Written tasks =
(1) Summarize the CUDA memory function listing in two sentences.
(2) In the CUDA memory function listing, shorten the paragraph that begins "Create a CUDA memory handle" while keeping its main facts.
(3) Proceed with the CUDA memory function listing from where it stops.

Text to read =
────────────────────

CUresult cuMemAddressFree ( CUdeviceptr ptr, size_t size )
Free an address range reservation.
CUresult cuMemAddressReserve ( CUdeviceptr* ptr, size_t size, size_t alignment, CUdeviceptr addr, unsigned long long flags )
Allocate an address range reservation.
CUresult cuMemCreate ( CUmemGenericAllocationHandle* handle, size_t size, const CUmemAllocationProp* prop, unsigned long long flags )
Create a CUDA memory handle representing a memory allocation of a given size described by the given properties.
CUresult cuMemExportToShareableHandle ( void* shareableHandle, CUmemGenericAllocationHandle handle, CUmemAllocationHandleType handleType, unsigned long long flags )
Exports an allocation to a requested shareable handle type.

────────────────────

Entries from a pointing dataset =
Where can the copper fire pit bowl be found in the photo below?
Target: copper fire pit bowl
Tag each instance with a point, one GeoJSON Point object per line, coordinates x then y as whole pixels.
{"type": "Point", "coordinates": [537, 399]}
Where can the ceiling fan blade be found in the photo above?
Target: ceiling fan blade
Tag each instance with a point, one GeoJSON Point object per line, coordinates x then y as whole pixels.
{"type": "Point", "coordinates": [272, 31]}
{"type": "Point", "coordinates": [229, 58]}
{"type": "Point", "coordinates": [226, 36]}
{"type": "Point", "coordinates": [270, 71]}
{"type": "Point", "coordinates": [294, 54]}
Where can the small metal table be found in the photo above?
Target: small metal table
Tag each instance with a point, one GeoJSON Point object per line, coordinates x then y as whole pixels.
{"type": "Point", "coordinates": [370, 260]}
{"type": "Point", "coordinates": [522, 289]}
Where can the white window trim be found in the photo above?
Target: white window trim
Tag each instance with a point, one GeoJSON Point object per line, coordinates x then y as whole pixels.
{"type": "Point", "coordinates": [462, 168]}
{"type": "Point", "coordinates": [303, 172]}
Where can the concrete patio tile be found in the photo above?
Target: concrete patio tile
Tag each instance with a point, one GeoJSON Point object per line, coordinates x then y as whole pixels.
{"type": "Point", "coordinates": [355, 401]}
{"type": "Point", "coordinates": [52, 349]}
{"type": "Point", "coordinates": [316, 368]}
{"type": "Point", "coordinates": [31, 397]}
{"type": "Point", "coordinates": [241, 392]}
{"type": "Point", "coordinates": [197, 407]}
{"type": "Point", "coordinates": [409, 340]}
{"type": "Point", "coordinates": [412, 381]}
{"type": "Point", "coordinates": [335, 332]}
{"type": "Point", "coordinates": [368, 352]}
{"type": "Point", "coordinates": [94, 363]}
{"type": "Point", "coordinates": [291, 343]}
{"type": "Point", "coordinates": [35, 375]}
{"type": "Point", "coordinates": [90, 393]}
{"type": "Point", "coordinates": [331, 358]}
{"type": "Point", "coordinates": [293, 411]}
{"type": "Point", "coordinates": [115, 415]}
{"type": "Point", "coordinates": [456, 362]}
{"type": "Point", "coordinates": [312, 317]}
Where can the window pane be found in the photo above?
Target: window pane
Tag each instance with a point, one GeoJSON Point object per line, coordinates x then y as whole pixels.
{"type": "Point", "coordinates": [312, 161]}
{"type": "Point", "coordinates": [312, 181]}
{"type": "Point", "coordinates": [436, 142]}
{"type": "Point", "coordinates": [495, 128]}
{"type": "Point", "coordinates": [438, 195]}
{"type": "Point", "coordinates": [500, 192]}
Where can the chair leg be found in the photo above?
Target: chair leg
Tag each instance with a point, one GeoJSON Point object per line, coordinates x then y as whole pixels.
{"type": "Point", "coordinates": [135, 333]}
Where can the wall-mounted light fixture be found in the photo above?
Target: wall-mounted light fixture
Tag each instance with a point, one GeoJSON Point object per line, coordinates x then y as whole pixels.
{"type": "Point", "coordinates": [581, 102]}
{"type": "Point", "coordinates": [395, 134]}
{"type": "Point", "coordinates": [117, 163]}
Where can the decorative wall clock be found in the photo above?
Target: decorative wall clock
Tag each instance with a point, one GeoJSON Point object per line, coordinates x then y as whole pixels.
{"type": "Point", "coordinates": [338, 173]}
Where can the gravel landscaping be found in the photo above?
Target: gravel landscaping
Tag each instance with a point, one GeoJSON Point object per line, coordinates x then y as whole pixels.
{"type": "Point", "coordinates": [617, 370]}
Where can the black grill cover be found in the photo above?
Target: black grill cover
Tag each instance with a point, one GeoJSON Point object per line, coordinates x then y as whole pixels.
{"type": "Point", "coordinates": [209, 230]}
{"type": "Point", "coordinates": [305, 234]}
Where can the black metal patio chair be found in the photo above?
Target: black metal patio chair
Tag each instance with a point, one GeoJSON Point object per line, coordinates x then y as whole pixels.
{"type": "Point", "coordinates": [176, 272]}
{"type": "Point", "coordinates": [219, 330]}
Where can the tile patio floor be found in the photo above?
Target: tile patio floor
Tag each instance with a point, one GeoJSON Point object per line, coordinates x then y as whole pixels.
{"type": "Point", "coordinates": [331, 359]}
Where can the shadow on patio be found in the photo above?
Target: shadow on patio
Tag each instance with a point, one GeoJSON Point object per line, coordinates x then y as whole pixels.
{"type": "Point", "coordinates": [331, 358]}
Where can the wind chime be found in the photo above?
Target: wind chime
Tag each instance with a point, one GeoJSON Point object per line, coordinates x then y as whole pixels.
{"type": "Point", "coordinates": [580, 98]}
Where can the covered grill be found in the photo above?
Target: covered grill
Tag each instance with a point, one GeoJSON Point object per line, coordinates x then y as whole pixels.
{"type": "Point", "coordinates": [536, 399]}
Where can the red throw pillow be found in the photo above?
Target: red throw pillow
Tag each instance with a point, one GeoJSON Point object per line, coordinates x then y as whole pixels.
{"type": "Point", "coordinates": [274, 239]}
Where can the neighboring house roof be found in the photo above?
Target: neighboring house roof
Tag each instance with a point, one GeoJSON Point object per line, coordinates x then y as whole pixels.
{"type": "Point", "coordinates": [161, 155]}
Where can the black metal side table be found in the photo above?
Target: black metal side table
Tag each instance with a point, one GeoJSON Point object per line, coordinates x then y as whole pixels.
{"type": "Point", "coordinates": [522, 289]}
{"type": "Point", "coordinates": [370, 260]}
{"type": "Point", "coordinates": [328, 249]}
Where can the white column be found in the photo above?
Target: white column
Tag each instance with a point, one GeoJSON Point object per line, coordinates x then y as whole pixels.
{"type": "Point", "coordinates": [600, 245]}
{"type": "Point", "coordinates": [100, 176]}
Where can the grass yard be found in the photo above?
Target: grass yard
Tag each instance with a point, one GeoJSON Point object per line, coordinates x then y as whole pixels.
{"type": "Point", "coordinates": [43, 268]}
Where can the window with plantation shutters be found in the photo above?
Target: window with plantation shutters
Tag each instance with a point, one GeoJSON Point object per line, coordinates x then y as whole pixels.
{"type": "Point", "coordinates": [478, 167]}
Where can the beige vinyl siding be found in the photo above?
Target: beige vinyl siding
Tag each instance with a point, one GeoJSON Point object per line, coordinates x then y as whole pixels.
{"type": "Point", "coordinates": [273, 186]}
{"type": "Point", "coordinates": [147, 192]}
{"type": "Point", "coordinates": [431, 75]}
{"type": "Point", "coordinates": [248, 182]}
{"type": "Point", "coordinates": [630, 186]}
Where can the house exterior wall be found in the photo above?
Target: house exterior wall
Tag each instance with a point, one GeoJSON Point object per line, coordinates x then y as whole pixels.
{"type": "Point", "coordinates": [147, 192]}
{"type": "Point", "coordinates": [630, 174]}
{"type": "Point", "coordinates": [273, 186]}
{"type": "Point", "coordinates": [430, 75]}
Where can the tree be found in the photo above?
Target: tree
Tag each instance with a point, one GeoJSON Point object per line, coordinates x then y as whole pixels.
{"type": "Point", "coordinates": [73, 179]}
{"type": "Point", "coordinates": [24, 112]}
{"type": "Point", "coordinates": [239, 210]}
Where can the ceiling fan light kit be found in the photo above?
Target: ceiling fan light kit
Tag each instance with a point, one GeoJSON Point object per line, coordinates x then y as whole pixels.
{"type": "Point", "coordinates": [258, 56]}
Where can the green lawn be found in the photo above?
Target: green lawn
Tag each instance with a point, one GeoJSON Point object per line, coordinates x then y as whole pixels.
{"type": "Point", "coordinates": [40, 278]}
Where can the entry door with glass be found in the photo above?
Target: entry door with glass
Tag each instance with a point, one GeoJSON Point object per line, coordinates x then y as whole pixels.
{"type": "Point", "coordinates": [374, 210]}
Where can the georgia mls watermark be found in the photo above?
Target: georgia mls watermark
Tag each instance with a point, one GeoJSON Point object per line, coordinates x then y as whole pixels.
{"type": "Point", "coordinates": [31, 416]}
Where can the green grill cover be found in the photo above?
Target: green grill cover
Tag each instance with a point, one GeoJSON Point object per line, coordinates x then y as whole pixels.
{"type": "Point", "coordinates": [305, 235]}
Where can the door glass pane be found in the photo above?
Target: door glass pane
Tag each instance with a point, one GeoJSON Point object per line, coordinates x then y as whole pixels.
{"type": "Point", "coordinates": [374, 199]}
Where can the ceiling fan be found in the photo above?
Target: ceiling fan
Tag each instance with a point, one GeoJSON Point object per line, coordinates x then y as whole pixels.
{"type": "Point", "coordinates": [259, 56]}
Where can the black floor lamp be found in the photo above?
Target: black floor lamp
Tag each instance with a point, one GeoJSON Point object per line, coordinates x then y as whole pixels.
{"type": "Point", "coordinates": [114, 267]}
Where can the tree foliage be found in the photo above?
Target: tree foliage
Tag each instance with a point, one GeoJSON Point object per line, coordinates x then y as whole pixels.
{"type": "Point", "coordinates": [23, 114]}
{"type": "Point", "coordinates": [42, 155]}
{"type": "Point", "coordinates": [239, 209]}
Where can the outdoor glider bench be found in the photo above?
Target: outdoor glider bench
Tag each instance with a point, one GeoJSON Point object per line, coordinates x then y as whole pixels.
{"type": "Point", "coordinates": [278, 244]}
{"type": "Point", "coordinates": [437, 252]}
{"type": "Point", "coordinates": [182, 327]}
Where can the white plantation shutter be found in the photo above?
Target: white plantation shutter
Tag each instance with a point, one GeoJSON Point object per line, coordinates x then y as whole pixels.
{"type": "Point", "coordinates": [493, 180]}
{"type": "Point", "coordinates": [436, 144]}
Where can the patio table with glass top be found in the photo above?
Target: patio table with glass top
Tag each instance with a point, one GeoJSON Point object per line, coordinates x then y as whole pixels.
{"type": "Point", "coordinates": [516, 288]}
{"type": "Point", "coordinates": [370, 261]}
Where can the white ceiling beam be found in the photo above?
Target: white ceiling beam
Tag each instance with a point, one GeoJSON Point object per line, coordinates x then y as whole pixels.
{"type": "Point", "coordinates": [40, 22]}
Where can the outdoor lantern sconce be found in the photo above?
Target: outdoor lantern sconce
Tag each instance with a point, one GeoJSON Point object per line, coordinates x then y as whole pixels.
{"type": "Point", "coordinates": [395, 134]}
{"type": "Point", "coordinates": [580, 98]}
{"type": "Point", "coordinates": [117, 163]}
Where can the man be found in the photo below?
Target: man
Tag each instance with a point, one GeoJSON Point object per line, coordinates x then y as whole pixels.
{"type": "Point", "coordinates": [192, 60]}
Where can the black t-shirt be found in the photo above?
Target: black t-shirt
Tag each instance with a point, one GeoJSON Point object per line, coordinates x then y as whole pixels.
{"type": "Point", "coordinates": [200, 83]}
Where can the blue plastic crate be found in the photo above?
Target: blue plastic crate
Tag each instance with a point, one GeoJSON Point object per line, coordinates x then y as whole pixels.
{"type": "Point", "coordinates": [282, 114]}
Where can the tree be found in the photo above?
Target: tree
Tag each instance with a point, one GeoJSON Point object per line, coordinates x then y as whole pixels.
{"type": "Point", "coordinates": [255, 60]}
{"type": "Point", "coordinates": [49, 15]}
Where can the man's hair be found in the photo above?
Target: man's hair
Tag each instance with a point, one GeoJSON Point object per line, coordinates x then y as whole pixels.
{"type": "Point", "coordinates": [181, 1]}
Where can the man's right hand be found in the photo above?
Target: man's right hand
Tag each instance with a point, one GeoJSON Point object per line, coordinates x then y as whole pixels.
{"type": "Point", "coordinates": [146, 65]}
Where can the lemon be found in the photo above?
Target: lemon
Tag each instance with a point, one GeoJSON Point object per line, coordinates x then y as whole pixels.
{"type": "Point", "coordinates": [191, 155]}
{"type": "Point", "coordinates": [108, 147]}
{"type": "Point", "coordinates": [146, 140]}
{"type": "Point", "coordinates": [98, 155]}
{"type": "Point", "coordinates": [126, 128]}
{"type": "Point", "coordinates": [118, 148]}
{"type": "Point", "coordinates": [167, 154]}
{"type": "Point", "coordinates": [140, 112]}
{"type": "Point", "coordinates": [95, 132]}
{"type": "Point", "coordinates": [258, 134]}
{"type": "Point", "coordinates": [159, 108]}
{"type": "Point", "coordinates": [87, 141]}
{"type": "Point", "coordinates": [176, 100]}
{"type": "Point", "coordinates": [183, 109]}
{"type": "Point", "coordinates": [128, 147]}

────────────────────

Answers given =
(1) The listing gives the signatures of four CUDA functions that return CUresult: cuMemAddressFree, cuMemAddressReserve, cuMemCreate and cuMemExportToShareableHandle. They free and allocate address range reservations, create a memory handle for an allocation of a given size described by given properties, and export an allocation to a requested shareable handle type.

(2) Creates a CUDA memory handle for an allocation of a given size and properties.

(3)
CUresult cuMemGetAccess ( unsigned long long* flags, const CUmemLocation* location, CUdeviceptr ptr )
Get the access flags set for the given location and ptr.
CUresult cuMemGetAllocationGranularity ( size_t* granularity, const CUmemAllocationProp* prop, CUmemAllocationGranularity_flags option )
Calculates either the minimal or recommended granularity.
CUresult cuMemGetAllocationPropertiesFromHandle ( CUmemAllocationProp* prop, CUmemGenericAllocationHandle handle )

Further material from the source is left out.